What the task requires
Present the data between the line containing "Give bounding boxes for each wet" and the line containing "[0,0,300,214]", both included, as a numbered list with blank lines dropped and the pictures omitted.

Input
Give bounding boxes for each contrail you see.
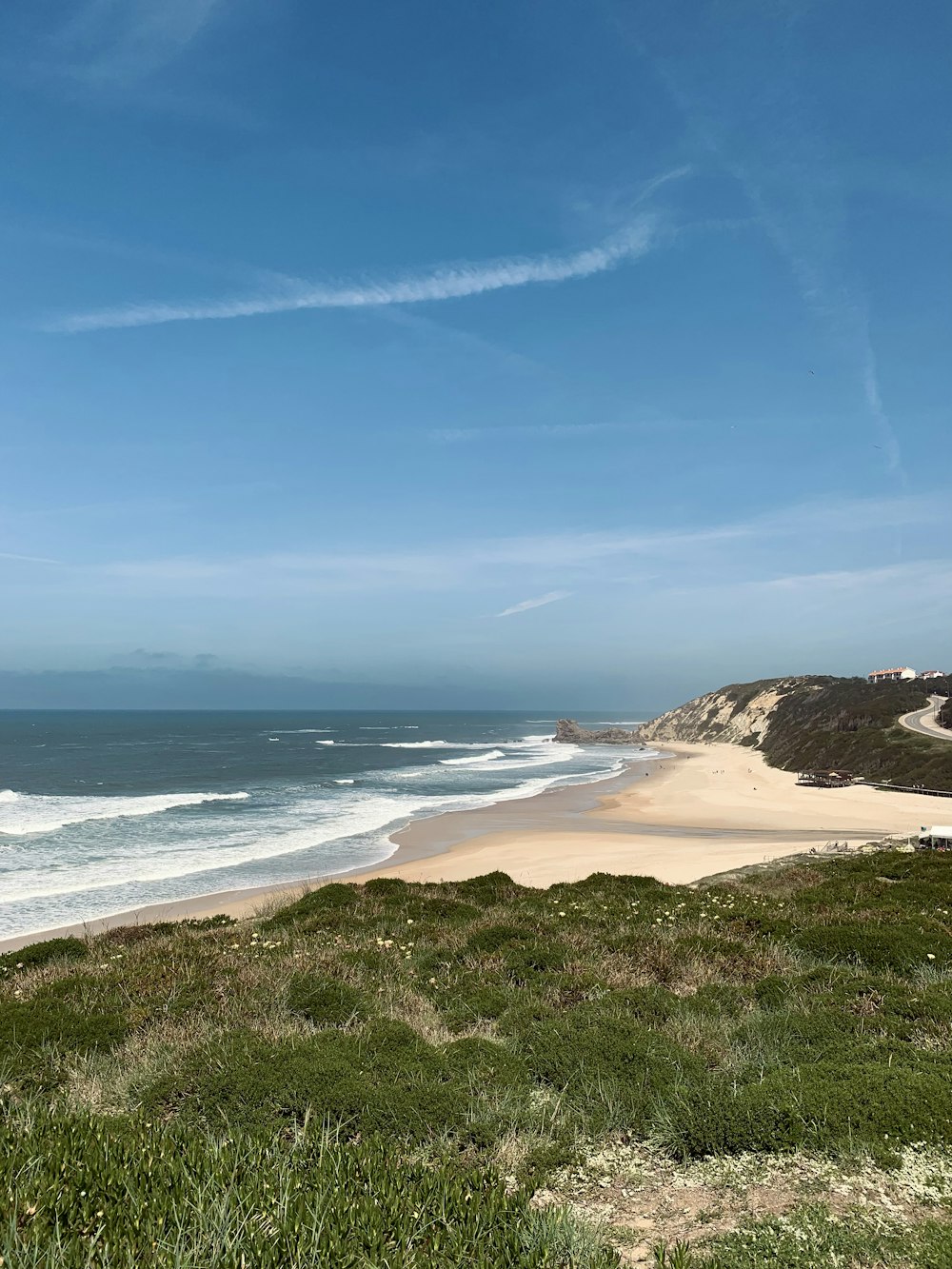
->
[47,216,659,334]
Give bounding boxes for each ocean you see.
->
[0,710,655,938]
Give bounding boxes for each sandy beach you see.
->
[0,744,948,952]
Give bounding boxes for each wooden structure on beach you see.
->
[919,823,952,850]
[797,771,856,789]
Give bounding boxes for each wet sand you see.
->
[0,744,947,950]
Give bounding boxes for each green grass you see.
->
[667,675,952,789]
[0,853,952,1269]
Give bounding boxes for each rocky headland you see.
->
[555,718,644,747]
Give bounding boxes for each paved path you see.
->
[899,697,952,740]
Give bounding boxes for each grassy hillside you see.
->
[762,679,952,789]
[648,675,952,789]
[0,853,952,1269]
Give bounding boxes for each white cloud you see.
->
[496,590,571,617]
[50,0,224,84]
[42,216,660,334]
[426,423,641,446]
[0,551,60,564]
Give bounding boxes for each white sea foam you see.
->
[332,740,494,748]
[0,789,248,838]
[439,748,506,766]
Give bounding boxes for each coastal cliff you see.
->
[640,675,952,789]
[641,678,820,744]
[553,718,641,744]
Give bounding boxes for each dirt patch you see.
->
[533,1142,952,1265]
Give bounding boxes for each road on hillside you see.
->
[899,697,952,740]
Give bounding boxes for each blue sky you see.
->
[0,0,952,709]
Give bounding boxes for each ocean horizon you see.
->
[0,709,647,938]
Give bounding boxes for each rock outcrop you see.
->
[555,718,641,744]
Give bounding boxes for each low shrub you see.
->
[0,937,89,979]
[462,925,536,957]
[262,882,361,930]
[664,1061,952,1158]
[0,995,129,1089]
[519,1005,704,1133]
[793,922,952,973]
[0,1108,604,1269]
[144,1021,530,1140]
[288,973,369,1026]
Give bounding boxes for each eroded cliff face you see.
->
[641,676,816,746]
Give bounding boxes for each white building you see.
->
[868,664,915,683]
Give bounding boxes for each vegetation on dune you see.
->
[647,675,952,789]
[762,679,952,789]
[0,853,952,1269]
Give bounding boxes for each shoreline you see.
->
[0,758,658,956]
[0,743,936,952]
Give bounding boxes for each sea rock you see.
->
[555,718,641,744]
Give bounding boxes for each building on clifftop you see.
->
[867,664,915,683]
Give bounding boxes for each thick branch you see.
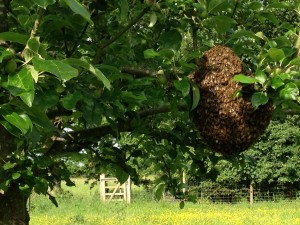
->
[121,67,157,77]
[60,105,188,141]
[93,7,149,64]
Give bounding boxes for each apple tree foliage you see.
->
[0,0,300,214]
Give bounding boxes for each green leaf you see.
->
[115,166,129,184]
[3,67,35,107]
[33,90,59,112]
[119,0,129,21]
[2,112,32,134]
[191,82,200,110]
[233,74,258,84]
[12,173,21,180]
[159,29,182,52]
[251,92,269,108]
[0,119,20,137]
[174,78,190,97]
[34,0,56,9]
[271,77,284,90]
[63,58,111,90]
[19,184,31,194]
[22,37,47,63]
[144,48,159,59]
[148,12,157,27]
[230,30,260,40]
[208,0,229,13]
[279,83,299,100]
[289,56,300,66]
[48,194,58,207]
[61,92,82,110]
[32,57,78,81]
[88,64,111,90]
[258,11,279,26]
[122,91,147,103]
[2,162,17,170]
[255,70,267,85]
[0,50,14,63]
[34,177,48,195]
[64,0,93,24]
[268,48,285,62]
[0,32,29,45]
[206,16,236,34]
[10,98,59,132]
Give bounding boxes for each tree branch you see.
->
[92,7,149,64]
[46,104,188,155]
[121,67,157,77]
[66,23,89,58]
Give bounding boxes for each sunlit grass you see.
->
[30,180,300,225]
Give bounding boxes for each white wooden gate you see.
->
[100,174,131,203]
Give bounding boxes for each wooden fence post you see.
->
[249,183,254,207]
[100,174,131,203]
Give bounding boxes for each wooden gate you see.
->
[100,174,131,203]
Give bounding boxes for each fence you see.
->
[189,183,299,204]
[100,174,131,203]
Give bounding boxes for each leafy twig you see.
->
[67,23,89,58]
[121,67,157,77]
[231,1,240,18]
[30,8,45,38]
[93,7,149,64]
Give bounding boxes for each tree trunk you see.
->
[0,125,29,225]
[0,184,29,225]
[0,0,29,225]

Reply
1. Give bounding boxes for each wet sand you see.
2. ->
3. [0,744,947,950]
4. Give bounding boxes for each green grass you see.
5. ->
6. [667,675,952,789]
7. [0,853,952,1269]
8. Give bounding boxes for each rocky headland you see.
9. ->
10. [555,718,644,747]
11. Give bounding boxes for each paved path you see.
12. ->
13. [899,697,952,740]
14. Give bounding boxes for each grassy hillside you see.
15. ->
16. [762,679,952,789]
17. [648,675,952,789]
18. [0,853,952,1269]
19. Give bounding boxes for each white cloud you see.
20. ->
21. [496,590,571,617]
22. [50,0,224,84]
23. [42,216,660,334]
24. [426,423,641,446]
25. [0,551,60,564]
26. Give bounding boxes for each white sea foam you see.
27. ->
28. [332,740,494,748]
29. [0,789,248,838]
30. [439,748,506,766]
31. Give bounding boxes for each coastal cliff you see.
32. ->
33. [640,675,952,789]
34. [641,678,820,744]
35. [553,718,641,744]
36. Give bounding boxes for each dirt patch you see.
37. ->
38. [533,1142,952,1265]
39. Give bounding boxes for each road on hillside you see.
40. ->
41. [899,697,952,740]
42. Give bounding boxes for each blue sky you see.
43. ->
44. [0,0,952,709]
45. Give bounding boxes for each ocean horizon you see.
46. ->
47. [0,709,647,938]
48. Give bounding boxes for each rock outcrop you see.
49. ->
50. [555,718,641,744]
51. Give bounding boxes for each low shrub you see.
52. ->
53. [0,937,89,979]
54. [462,925,536,957]
55. [262,882,361,930]
56. [664,1061,952,1158]
57. [0,995,129,1089]
58. [519,1005,704,1133]
59. [793,922,952,973]
60. [0,1108,604,1269]
61. [144,1021,530,1140]
62. [288,973,369,1026]
63. Give bounding boxes for each eroded cliff face you see.
64. ->
65. [641,676,816,746]
66. Give bounding boxes for each white building you see.
67. ->
68. [868,664,915,683]
69. Give bounding boxes for each vegetation on dune you see.
70. ->
71. [647,675,952,789]
72. [762,679,952,789]
73. [0,853,952,1269]
74. Give bounding boxes for each shoreline you see.
75. ->
76. [0,758,658,956]
77. [0,743,936,952]
78. Give bounding boxes for each sea rock you see.
79. ->
80. [555,718,641,744]
81. Give bounding boxes for each building on clifftop you see.
82. ->
83. [867,664,915,683]
84. Give bounding boxes for each thick branch you see.
85. ->
86. [121,67,157,77]
87. [60,105,188,141]
88. [93,7,149,64]
89. Give bounding boxes for each apple tree foliage you see.
90. ->
91. [0,0,300,214]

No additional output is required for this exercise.